» ENTRIES SUPPLIED
───

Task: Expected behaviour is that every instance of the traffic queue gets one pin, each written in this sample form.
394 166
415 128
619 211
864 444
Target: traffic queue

───

» INSTRUCTIONS FOR THE TASK
Reproduce each entry above exactly, keeping every word.

» FINAL ANSWER
Task: Expected behaviour is that every instance of the traffic queue gets one pin, each written in this sample form.
394 166
415 128
619 211
864 444
Target: traffic queue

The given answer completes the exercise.